▶ _Your instructions_
Look through the material below. Return exactly the lines from the one with "target: patterned basket" through the one with "target: black and white geometric curtain", both included.

▶ _Information_
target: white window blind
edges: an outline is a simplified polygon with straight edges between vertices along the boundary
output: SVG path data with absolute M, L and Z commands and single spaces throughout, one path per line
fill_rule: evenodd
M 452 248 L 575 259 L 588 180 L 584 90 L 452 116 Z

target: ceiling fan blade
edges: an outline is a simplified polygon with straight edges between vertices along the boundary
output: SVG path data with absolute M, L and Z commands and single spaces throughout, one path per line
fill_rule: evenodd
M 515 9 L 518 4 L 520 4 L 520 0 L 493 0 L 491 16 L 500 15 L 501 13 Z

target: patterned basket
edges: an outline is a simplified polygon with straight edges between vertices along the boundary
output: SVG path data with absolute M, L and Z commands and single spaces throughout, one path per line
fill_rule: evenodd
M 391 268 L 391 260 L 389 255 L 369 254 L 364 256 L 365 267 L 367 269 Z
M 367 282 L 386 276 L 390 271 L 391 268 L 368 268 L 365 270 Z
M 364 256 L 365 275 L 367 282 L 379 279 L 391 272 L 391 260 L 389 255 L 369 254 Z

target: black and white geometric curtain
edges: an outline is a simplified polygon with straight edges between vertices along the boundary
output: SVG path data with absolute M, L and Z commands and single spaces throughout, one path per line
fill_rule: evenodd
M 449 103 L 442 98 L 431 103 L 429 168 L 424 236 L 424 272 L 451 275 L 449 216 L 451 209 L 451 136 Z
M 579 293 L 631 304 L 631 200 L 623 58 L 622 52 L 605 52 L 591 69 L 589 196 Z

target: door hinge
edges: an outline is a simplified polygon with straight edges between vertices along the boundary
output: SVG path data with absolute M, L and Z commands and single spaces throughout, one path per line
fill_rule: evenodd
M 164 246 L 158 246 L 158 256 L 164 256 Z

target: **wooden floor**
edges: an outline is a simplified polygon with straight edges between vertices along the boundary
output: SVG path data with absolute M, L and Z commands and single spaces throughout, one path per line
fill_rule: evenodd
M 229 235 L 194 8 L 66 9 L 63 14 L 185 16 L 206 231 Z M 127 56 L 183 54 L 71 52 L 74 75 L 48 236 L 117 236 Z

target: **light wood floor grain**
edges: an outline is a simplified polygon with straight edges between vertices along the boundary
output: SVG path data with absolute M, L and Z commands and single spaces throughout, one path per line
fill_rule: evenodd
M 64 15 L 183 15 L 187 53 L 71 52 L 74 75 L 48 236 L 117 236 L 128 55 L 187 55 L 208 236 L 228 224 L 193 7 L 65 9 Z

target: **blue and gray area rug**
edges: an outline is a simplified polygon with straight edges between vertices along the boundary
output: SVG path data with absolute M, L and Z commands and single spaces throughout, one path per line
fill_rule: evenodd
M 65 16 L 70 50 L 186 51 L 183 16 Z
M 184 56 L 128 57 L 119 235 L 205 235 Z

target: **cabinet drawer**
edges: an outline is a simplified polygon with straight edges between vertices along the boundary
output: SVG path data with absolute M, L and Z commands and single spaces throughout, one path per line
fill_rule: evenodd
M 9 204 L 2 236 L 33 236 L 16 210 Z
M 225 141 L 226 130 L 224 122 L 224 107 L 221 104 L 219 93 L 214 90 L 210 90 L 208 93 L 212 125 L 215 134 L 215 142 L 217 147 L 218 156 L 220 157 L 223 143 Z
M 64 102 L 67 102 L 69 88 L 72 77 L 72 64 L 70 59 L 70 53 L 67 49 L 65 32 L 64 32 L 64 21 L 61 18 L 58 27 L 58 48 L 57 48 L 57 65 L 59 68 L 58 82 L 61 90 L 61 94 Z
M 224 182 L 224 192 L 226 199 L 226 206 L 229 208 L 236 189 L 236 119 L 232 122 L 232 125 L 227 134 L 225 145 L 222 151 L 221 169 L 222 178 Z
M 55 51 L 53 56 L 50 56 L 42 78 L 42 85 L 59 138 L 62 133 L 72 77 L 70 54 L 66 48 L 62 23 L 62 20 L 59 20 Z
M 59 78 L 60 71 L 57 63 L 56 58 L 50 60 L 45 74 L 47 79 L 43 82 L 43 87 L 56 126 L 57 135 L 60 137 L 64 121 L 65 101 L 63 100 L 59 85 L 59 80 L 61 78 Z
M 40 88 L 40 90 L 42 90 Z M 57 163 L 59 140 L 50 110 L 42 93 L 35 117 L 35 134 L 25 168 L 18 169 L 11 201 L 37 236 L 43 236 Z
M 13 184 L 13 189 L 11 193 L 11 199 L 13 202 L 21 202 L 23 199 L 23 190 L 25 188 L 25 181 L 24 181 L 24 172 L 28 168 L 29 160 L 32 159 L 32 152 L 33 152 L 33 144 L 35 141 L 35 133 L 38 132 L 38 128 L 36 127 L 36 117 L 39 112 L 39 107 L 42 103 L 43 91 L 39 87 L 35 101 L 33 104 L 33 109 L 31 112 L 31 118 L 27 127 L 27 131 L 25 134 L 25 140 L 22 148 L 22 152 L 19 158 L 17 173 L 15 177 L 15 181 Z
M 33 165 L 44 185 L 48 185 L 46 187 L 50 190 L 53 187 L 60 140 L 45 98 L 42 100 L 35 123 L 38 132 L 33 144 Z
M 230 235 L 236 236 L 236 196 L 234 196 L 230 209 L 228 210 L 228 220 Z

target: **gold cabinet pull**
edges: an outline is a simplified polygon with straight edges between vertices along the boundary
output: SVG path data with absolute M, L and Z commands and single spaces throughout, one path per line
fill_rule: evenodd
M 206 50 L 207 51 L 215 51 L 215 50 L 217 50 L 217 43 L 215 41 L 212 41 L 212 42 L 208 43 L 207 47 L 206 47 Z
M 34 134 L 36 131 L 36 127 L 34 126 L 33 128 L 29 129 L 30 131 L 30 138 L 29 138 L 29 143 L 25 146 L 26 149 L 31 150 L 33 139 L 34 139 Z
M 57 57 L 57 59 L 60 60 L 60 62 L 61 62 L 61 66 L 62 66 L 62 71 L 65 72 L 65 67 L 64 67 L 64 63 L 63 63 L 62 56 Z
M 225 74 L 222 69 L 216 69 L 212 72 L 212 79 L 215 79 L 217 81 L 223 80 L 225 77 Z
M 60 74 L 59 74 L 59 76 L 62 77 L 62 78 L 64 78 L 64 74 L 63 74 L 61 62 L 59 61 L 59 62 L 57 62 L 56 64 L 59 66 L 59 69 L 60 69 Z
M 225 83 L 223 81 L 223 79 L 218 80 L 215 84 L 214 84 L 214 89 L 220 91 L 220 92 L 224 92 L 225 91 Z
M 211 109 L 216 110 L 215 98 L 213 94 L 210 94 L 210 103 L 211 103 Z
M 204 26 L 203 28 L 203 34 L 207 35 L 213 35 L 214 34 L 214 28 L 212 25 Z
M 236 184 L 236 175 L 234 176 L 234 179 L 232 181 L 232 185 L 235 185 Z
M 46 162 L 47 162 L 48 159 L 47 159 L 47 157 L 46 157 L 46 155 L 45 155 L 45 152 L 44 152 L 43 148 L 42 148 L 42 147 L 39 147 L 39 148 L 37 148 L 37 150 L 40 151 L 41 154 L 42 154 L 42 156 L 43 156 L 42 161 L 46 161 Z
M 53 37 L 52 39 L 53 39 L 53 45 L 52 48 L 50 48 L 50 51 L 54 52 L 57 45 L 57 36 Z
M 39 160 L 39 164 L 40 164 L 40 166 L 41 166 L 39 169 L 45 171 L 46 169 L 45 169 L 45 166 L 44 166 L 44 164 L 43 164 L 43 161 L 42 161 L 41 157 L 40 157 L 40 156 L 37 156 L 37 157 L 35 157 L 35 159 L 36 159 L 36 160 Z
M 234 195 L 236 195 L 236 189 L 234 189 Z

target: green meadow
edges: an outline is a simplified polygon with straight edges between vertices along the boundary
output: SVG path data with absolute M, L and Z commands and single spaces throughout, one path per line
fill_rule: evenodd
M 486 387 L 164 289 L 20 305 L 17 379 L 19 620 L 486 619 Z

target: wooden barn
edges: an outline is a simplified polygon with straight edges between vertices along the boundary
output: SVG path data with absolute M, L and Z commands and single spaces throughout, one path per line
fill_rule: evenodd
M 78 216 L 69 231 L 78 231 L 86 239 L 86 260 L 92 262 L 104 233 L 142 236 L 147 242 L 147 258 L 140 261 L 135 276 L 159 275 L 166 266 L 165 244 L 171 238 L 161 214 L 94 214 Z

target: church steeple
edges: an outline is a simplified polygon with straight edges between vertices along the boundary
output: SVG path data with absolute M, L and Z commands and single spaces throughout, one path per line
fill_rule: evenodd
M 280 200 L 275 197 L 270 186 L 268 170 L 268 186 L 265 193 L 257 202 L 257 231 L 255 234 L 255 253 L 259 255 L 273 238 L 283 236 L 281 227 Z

▶ _Response to the task_
target: patterned basket
edges: an outline is a simplified polygon with straight edges between vertices along the boundary
output: SVG path data with absolute M, L and Z commands and single spaces throughout, one path per line
fill_rule: evenodd
M 391 268 L 391 260 L 389 255 L 369 254 L 364 256 L 365 267 L 367 269 Z
M 367 282 L 386 276 L 390 271 L 391 268 L 368 268 L 365 270 Z
M 364 256 L 365 275 L 367 282 L 379 279 L 391 272 L 391 260 L 389 255 L 369 254 Z

target: black and white geometric curtain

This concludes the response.